- ACTIVITY: Please write out every record exactly, but keep any images out of it.

Photo-based referring expression data
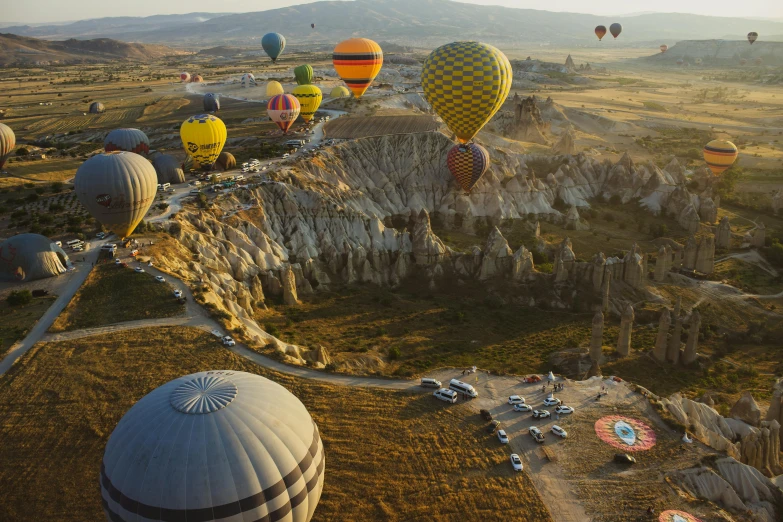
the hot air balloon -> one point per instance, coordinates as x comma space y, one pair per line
117, 189
274, 88
309, 97
211, 102
214, 445
340, 92
273, 44
129, 140
7, 142
283, 109
248, 80
357, 62
467, 163
303, 74
466, 97
203, 137
720, 155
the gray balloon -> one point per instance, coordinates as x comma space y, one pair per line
117, 189
25, 257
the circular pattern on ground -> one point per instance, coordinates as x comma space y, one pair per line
625, 433
203, 395
677, 516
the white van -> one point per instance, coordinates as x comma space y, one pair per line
463, 387
445, 395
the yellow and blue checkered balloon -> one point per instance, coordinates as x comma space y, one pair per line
466, 83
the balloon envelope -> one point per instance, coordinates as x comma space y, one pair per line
273, 44
283, 109
129, 140
309, 97
203, 137
117, 189
467, 164
7, 142
357, 62
466, 97
720, 155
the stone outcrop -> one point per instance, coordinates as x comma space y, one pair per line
626, 328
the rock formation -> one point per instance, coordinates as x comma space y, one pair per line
692, 345
626, 327
597, 337
661, 342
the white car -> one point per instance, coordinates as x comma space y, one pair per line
445, 394
516, 462
541, 414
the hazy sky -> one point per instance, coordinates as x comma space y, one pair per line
37, 11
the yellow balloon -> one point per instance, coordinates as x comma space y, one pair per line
203, 137
466, 83
309, 97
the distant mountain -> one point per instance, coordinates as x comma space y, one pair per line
22, 50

- SOLUTION BELOW:
the hot air balloon -> one point per instance, coordinates as x comma space y, one pair per line
117, 189
274, 88
309, 97
211, 102
214, 445
340, 92
273, 44
129, 140
7, 142
283, 109
248, 80
357, 62
467, 163
303, 74
466, 97
203, 137
720, 155
the gray balloon -> one point per instance, coordinates as x comma space y, one pair per line
117, 189
25, 257
the circular pattern on ground -> one point per instance, coordinates as x comma space y, one pair per line
625, 433
203, 395
677, 516
the white van -> one point per instance, coordinates as x comma space y, one pair per line
463, 387
445, 395
the yellow and blue checkered balloon -> one point per instance, coordinates as x comma space y, one pair per line
466, 83
the balloon envelope -> one point per instance, coordinates as x comma space y, one pair per line
273, 44
283, 109
129, 140
309, 97
203, 137
117, 189
467, 164
7, 142
357, 62
466, 97
720, 155
the stone outcrop -> one point per instance, coordinates as x comma space y, one pair per line
626, 328
the rock formation -> one point per instance, coordinates as x comma space y, one pair per line
692, 345
626, 327
597, 337
661, 342
the white car -> one point per instance, coordinates as x comma space y, one pair per line
445, 394
516, 462
541, 414
the hazy sky -> one point per instance, coordinates as x comma space y, one pair per line
37, 11
the yellow balloon -> one point per instance, coordinates as x comma space y, one pair per line
203, 137
466, 83
309, 97
the distant mountain -> one point per instance, coordinates as x comma space y, one pair per line
22, 50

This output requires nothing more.